(Supplied information begins)
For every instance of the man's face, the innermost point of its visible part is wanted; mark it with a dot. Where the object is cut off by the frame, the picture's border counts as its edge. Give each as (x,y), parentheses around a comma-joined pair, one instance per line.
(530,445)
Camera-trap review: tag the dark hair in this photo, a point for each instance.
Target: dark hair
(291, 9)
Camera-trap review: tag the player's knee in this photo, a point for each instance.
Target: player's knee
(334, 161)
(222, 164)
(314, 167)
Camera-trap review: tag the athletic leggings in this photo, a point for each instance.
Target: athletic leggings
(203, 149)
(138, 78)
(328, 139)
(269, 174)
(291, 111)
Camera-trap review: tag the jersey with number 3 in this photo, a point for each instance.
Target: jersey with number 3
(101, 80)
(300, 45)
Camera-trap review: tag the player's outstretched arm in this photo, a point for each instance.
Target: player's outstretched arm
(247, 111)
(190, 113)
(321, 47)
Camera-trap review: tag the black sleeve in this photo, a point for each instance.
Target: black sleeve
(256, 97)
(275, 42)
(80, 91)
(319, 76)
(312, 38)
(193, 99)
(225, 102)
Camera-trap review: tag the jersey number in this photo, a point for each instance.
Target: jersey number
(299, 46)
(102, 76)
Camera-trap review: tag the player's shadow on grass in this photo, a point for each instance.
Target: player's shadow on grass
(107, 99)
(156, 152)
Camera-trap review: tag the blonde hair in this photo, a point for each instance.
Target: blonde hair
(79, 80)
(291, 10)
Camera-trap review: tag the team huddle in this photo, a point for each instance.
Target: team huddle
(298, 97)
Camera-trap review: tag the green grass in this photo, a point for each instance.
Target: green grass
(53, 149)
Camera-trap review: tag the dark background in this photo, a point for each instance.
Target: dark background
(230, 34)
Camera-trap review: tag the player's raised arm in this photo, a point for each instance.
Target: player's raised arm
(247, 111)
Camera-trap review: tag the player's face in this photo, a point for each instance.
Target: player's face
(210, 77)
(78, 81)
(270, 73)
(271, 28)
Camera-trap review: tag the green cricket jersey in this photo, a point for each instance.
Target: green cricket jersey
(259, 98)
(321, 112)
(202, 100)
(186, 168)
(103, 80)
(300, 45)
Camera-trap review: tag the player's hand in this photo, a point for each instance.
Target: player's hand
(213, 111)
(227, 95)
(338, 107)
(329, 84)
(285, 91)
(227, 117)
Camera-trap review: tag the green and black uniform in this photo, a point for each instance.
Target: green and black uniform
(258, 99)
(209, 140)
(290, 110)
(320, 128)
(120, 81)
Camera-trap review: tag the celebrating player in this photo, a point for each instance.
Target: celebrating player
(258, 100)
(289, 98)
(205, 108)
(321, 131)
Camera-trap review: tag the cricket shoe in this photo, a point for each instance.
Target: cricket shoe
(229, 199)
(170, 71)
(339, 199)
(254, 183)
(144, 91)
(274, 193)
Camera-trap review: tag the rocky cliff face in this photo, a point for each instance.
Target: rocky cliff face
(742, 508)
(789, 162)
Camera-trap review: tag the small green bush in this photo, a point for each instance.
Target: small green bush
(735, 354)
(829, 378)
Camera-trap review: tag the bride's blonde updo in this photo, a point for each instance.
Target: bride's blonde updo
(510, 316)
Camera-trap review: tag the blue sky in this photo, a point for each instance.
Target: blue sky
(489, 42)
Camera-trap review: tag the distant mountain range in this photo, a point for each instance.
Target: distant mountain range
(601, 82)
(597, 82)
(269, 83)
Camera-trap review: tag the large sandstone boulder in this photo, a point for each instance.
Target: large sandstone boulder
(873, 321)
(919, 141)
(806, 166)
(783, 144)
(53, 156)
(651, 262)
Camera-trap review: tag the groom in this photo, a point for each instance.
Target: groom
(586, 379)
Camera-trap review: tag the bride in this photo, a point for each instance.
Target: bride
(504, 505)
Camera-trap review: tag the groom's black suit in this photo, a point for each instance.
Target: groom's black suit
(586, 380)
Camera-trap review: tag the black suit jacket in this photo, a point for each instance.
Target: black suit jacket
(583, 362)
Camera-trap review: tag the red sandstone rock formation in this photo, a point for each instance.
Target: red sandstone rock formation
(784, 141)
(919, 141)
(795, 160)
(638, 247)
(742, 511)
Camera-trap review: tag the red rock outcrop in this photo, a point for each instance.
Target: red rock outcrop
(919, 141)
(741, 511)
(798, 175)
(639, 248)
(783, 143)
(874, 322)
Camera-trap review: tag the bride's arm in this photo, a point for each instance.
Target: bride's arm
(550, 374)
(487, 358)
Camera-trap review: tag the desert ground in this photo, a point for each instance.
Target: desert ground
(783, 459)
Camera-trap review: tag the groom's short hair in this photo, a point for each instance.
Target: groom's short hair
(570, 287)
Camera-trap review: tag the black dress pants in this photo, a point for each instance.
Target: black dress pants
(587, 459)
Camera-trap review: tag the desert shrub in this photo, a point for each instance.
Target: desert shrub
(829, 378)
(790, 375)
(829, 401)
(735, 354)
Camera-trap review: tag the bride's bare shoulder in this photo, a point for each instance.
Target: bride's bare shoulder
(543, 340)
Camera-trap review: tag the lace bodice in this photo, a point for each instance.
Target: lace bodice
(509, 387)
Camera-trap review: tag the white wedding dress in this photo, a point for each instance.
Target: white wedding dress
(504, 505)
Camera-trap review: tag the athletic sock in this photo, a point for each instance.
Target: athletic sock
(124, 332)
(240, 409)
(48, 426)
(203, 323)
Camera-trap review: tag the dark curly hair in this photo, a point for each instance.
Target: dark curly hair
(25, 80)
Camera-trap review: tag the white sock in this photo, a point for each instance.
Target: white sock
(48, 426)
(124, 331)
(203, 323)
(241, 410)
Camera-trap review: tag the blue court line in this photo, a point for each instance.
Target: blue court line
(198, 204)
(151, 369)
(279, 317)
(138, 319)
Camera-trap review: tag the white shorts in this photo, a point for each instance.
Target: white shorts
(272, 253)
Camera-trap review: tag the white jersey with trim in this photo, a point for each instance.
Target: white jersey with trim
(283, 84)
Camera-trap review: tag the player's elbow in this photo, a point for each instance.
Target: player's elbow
(Supplied information ends)
Exercise description
Copy out every line from the data above in which the word "elbow" occurs.

Exercise response
Camera-trap review: tag the player's elbow in this photo, a point for each instance.
Target: player's elbow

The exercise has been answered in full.